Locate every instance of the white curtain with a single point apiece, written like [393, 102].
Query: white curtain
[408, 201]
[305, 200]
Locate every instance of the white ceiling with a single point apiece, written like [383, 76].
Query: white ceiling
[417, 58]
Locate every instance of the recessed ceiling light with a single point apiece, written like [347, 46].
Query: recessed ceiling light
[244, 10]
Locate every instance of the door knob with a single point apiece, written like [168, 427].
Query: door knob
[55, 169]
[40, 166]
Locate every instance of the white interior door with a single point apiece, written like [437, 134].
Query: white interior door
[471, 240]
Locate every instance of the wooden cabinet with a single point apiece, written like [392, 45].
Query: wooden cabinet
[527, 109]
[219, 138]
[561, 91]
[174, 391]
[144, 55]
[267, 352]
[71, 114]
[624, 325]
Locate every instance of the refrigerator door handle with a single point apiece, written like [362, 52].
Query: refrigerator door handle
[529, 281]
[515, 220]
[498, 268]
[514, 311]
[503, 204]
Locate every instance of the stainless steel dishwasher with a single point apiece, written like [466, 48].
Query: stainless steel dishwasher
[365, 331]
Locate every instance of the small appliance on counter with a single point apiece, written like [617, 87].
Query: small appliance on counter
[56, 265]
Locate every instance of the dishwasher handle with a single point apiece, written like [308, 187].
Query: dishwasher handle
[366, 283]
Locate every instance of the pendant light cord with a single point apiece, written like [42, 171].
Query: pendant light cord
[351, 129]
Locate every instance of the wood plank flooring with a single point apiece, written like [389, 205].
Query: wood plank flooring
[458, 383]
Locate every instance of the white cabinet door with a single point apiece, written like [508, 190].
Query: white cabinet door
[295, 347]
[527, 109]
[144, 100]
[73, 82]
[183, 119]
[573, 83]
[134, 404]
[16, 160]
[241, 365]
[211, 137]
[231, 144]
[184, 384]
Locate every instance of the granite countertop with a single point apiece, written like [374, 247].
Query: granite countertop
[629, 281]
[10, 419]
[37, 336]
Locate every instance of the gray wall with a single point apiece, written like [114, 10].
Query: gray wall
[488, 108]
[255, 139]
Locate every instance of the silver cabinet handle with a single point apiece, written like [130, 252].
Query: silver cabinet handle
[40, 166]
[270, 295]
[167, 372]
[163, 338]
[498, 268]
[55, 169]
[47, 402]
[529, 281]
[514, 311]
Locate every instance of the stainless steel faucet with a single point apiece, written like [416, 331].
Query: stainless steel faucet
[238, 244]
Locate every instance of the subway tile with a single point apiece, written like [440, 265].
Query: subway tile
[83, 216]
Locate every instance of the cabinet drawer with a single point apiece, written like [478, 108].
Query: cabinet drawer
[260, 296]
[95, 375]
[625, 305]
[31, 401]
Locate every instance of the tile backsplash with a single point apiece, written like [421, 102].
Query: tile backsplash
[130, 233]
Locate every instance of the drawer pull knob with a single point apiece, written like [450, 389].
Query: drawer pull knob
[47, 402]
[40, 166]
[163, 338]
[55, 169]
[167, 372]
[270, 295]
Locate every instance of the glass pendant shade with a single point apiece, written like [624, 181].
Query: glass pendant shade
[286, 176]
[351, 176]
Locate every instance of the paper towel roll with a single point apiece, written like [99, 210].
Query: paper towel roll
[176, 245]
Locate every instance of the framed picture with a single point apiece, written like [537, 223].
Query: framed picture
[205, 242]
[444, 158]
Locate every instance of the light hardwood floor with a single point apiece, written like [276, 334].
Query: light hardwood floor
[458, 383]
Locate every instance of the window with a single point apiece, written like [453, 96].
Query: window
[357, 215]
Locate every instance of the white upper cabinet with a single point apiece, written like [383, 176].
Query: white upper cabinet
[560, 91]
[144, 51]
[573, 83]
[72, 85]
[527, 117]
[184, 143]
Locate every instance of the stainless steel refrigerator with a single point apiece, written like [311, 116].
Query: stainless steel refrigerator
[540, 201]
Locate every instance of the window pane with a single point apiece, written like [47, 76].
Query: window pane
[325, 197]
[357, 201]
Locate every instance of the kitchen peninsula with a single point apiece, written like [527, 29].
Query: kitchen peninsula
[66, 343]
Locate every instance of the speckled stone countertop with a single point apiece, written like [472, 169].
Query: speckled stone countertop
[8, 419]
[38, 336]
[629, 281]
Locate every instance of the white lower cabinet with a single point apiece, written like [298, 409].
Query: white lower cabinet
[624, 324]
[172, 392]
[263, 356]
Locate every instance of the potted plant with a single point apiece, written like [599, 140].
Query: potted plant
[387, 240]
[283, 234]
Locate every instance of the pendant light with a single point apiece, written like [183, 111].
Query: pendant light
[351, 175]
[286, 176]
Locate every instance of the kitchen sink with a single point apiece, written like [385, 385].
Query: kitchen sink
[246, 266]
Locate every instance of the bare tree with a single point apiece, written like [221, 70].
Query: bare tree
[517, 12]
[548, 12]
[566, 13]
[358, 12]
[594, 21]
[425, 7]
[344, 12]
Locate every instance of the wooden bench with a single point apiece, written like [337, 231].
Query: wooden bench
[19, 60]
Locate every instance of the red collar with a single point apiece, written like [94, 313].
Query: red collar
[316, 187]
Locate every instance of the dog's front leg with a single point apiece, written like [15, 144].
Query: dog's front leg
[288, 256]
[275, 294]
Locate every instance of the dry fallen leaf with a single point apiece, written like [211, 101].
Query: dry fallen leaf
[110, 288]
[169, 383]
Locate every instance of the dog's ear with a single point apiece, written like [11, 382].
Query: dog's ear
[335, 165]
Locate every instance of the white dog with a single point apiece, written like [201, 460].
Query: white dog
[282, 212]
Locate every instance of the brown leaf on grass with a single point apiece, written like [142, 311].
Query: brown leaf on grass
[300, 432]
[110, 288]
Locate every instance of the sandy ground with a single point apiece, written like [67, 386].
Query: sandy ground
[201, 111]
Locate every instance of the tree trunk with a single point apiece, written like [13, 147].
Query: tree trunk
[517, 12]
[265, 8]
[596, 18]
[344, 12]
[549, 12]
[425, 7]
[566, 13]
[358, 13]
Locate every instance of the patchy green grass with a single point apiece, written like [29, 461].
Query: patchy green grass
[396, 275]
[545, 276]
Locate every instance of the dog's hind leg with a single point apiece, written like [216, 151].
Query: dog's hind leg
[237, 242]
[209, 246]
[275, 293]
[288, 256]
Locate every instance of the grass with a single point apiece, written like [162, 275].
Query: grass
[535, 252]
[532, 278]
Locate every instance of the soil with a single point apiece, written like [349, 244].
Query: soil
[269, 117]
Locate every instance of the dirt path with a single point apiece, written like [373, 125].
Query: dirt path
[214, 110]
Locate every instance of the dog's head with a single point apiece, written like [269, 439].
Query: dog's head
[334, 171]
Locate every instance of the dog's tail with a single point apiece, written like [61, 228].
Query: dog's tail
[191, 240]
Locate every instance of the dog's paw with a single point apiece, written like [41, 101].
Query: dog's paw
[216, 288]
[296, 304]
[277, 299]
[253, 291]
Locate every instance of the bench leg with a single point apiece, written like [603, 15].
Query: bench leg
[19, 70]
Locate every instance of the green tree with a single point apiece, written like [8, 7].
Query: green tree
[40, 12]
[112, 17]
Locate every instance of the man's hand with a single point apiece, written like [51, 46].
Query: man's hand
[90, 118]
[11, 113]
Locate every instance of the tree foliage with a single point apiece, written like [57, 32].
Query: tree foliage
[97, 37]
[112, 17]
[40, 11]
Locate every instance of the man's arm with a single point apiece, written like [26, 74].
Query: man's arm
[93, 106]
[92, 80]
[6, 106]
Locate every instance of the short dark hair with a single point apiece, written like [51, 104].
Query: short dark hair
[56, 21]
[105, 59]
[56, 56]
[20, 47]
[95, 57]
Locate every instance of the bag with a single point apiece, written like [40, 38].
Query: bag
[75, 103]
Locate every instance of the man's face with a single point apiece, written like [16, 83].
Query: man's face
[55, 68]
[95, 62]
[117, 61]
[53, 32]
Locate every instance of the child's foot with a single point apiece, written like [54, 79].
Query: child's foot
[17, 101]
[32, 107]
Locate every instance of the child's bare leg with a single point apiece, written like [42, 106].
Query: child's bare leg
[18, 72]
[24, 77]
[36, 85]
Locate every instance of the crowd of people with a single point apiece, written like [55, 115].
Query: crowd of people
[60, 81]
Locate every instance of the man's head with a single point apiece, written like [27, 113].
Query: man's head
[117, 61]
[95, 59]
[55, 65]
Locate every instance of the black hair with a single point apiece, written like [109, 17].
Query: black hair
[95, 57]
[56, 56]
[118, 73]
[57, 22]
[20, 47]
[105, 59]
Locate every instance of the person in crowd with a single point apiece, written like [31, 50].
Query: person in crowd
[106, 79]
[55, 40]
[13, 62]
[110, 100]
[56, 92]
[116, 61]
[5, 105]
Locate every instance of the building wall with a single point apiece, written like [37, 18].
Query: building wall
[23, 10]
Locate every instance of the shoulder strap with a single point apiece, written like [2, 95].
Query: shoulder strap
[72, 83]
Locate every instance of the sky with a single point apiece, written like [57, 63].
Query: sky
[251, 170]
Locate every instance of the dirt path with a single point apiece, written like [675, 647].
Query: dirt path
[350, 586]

------------------------------------------------------------

STATED GOAL:
Print nothing but the lines from the line with "Locate every instance of the man's head" to the last line of the records above. Both of those lines count.

ANSWER TO THE TASK:
Locate every instance of the man's head with a single point apiece, written like [27, 113].
Query: man's head
[117, 61]
[95, 59]
[55, 65]
Locate every instance of the black hair with a single point apiece, written like [109, 17].
Query: black hair
[95, 57]
[56, 56]
[118, 73]
[57, 22]
[20, 47]
[105, 59]
Locate every instance of the person in crowd with a single point apiece, written like [31, 50].
Query: person in crowd
[106, 79]
[55, 40]
[13, 62]
[110, 100]
[56, 92]
[116, 61]
[5, 105]
Locate every instance of the building wall with a single point apiece, written like [37, 18].
Query: building wall
[23, 10]
Locate every instance of the shoulder strap with a single point apiece, written like [2, 95].
Query: shoulder strap
[72, 83]
Locate every instance of the sky with a single point apiece, written like [57, 63].
Query: sky
[251, 170]
Locate every instance of the dirt path with a single point apiece, written like [675, 647].
Query: dirt path
[350, 586]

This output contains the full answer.